===== Excerpt provided =====
Llaneros Fútbol Club S.A. is a professional Colombian football team based in Villavicencio, that currently plays in the Categoría Primera B. They play their home games at the Bello Horizonte stadium.

History
Llaneros F.C. was founded on 20 April 2012, after the then Governor of Meta Department Alan Jara and Mayor of Villavicencio Juan Guillermo Zuluaga with the backing of oil company Pacific Rubiales Energy bought the participation rights (ficha) of Categoría Primera B club Academia, based in Bogotá. The General Assembly of Academia approved the sale of the club on 22 March 2012, with DIMAYOR giving its approval on 27 March 2012 and announcing that Llaneros would enter the competition for the second half of the 2012 season. The club played its first game on 22 July 2012, losing to Alianza Petrolera by a 1–0 score at Academia's former home stadium Estadio Compensar in Bogotá.

By 2015, the club went through an economic crisis accentuated by the problems of its main sponsor Pacific Rubiales, which led the owners to consider offers to sell and move the club to another area of the country. However, at the start of 2016 Llaneros signed an alliance with Categoría Primera A club Santa Fe, in which Santa Fe sent several of its young players to Llaneros on loan as well as a coaching staff led by Germán González, while being responsible for the payment of their wages.

Llaneros' best performance in Primera B came in the 2017 season, in which the team managed by Jairo Patiño reached the finals of the Torneo Finalización but were beaten by Leones by a 4–1 aggregate score, missing the chance to play an additional final series for promotion to the top flight.

2021 controversy
On 4 December 2021, the last matchday of the semi-final Group B of the second tournament of the 2021 Primera B season, Llaneros were beaten by Unión Magdalena by a 2–1 score with a couple of goals in quick succession in stoppage time. This result helped Unión Magdalena earn promotion to Categoría Primera A at the expense of Fortaleza, who were clinching promotion despite losing their final match to Bogotá at the same time since Llaneros were leading against Unión Magdalena. However, video footage of Unión Magdalena's winning goal appeared to show the Llaneros players backing off and failing to make an effort to prevent their rivals from scoring. The events sparked outrage both within the country and abroad, with Colombian internationals Juan Cuadrado and Mateus Uribe expressing their displeasure, calling them "a lack of respect" and "an embarrassment for Colombian football", whilst President of Colombia Iván Duque Márquez stated it was a "national disgrace".
=====
• _Given problem_
Rewrite the Llaneros F.C. text starting at "Llaneros' best performance" and ending at "the top flight.", changing "beaten" to "defeated". Rely only on the Llaneros F.C. text.
===== Listed records =====
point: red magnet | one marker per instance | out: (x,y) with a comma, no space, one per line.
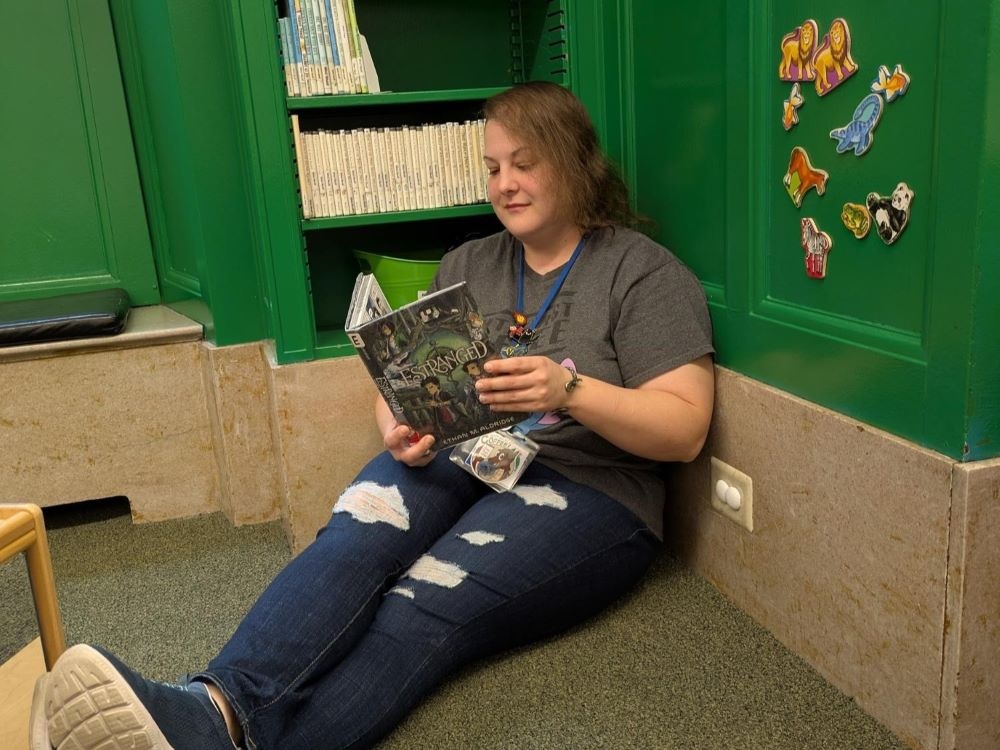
(817,245)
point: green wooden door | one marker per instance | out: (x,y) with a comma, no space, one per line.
(71,209)
(893,334)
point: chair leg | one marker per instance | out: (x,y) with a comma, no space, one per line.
(43,589)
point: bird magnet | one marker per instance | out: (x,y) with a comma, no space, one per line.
(833,63)
(798,48)
(890,214)
(858,134)
(802,176)
(817,246)
(790,107)
(856,218)
(891,85)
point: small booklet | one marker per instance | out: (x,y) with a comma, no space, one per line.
(425,359)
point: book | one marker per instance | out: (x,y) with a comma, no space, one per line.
(425,358)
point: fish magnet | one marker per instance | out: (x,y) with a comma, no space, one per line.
(789,108)
(798,47)
(817,245)
(858,133)
(891,214)
(803,176)
(833,63)
(891,85)
(856,218)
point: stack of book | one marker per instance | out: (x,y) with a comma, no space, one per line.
(321,48)
(379,170)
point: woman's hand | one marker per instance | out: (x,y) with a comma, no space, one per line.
(397,441)
(524,384)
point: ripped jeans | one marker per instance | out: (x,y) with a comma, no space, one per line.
(418,572)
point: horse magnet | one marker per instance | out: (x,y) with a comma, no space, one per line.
(833,63)
(802,176)
(891,85)
(856,218)
(891,214)
(790,107)
(798,48)
(817,245)
(859,132)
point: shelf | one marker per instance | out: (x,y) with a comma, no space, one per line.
(390,98)
(395,217)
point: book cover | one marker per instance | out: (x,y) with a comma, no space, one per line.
(425,359)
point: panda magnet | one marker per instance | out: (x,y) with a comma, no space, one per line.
(890,214)
(817,245)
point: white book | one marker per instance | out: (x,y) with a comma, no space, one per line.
(340,29)
(353,170)
(384,196)
(303,168)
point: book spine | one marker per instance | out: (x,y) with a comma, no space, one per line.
(356,55)
(340,29)
(298,47)
(303,168)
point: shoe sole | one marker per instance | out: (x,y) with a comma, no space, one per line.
(90,706)
(38,730)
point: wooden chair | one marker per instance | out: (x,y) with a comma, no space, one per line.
(22,529)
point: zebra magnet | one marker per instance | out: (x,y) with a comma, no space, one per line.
(817,245)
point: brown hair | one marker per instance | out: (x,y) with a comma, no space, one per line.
(553,122)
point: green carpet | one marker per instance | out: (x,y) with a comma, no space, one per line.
(674,666)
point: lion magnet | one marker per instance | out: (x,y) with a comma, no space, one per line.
(858,134)
(891,85)
(833,63)
(790,107)
(890,215)
(802,176)
(798,47)
(856,218)
(817,245)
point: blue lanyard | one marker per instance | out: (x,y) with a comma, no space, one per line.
(553,290)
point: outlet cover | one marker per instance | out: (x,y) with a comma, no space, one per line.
(733,478)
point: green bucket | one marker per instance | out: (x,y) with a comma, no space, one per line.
(402,278)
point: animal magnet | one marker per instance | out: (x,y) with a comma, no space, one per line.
(833,63)
(858,133)
(817,245)
(856,218)
(789,108)
(798,47)
(891,85)
(892,214)
(802,176)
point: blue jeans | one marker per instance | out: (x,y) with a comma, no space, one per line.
(418,572)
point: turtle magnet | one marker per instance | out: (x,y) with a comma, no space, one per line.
(891,214)
(858,134)
(790,107)
(856,218)
(798,47)
(817,245)
(891,85)
(833,63)
(802,176)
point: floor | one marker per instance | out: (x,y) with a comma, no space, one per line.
(17,680)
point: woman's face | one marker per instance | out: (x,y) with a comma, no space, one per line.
(519,187)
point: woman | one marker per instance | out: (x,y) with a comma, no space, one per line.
(422,568)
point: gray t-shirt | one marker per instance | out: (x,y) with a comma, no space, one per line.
(628,311)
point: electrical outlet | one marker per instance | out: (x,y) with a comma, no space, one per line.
(731,493)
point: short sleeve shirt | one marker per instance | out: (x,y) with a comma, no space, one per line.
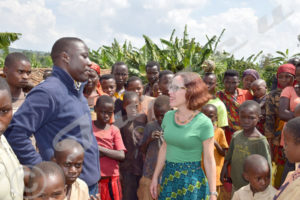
(110,139)
(241,147)
(222,112)
(290,93)
(184,142)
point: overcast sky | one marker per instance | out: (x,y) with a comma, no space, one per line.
(251,25)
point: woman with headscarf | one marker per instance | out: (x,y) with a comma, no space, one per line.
(249,76)
(273,126)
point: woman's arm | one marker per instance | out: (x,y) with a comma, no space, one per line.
(159,166)
(220,149)
(284,109)
(114,154)
(210,165)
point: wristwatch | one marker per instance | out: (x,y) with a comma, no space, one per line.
(214,193)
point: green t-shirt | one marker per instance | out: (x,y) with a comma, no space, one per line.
(184,142)
(241,147)
(222,112)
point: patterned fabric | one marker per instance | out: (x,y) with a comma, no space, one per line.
(273,125)
(183,181)
(290,187)
(110,188)
(262,120)
(232,105)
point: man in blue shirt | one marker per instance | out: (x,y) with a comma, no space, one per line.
(56,109)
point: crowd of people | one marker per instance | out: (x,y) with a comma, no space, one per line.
(80,134)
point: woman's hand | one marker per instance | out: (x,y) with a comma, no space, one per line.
(153,188)
(213,197)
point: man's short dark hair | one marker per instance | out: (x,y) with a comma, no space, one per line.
(14,57)
(63,45)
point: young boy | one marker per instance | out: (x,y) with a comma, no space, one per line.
(259,89)
(164,80)
(135,84)
(244,143)
(210,80)
(111,147)
(17,69)
(220,146)
(290,188)
(132,130)
(232,97)
(150,145)
(46,181)
(120,72)
(152,72)
(69,155)
(257,172)
(108,84)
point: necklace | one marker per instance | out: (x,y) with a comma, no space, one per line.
(188,119)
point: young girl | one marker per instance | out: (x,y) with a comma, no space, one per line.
(135,84)
(274,125)
(290,188)
(111,149)
(244,143)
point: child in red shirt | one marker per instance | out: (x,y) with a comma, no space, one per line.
(111,147)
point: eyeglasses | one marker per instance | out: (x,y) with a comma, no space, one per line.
(120,74)
(175,88)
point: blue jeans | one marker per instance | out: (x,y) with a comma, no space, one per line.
(93,189)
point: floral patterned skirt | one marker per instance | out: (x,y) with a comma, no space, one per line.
(183,181)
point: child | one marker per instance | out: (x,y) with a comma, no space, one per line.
(232,97)
(259,89)
(210,80)
(150,145)
(47,181)
(220,146)
(11,181)
(244,143)
(274,125)
(132,133)
(111,149)
(108,84)
(69,155)
(152,72)
(135,84)
(47,73)
(290,188)
(120,72)
(257,172)
(164,80)
(17,69)
(249,75)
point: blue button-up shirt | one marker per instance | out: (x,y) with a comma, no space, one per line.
(54,110)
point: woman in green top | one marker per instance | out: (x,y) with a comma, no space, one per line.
(187,132)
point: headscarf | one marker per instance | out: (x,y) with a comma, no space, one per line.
(289,68)
(251,72)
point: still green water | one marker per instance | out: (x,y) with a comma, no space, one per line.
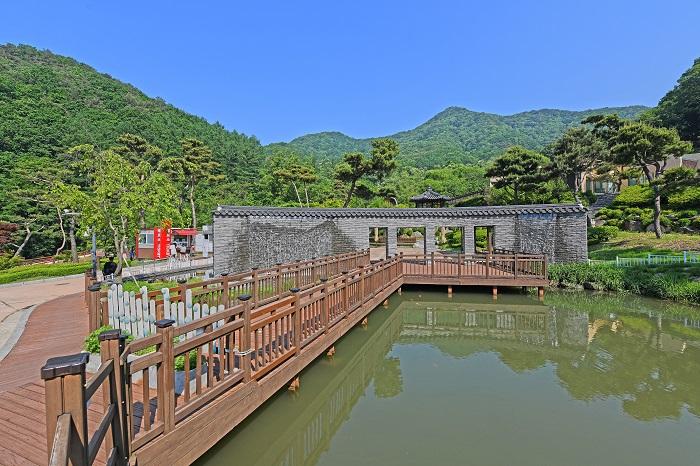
(579,379)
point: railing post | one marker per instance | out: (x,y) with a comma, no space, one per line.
(324,304)
(254,285)
(297,272)
(346,294)
(64,382)
(111,347)
(279,280)
(94,306)
(224,290)
(297,320)
(245,351)
(362,284)
(166,375)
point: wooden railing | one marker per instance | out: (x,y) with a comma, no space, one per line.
(71,438)
(488,266)
(137,312)
(257,330)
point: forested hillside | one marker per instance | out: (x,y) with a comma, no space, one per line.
(460,135)
(50,103)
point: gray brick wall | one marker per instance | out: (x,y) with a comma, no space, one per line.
(242,242)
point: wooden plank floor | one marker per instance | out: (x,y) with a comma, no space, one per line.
(55,328)
(23,423)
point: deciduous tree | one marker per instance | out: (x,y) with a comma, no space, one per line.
(355,166)
(519,170)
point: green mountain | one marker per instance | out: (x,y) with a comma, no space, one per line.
(460,135)
(49,103)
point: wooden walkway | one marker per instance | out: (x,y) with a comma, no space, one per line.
(56,327)
(235,359)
=====
• _Reply_
Llaneros' best performance in Primera B came in the 2017 season, in which the team managed by Jairo Patiño reached the finals of the Torneo Finalización but were defeated by Leones by a 4–1 aggregate score, missing the chance to play an additional final series for promotion to the top flight.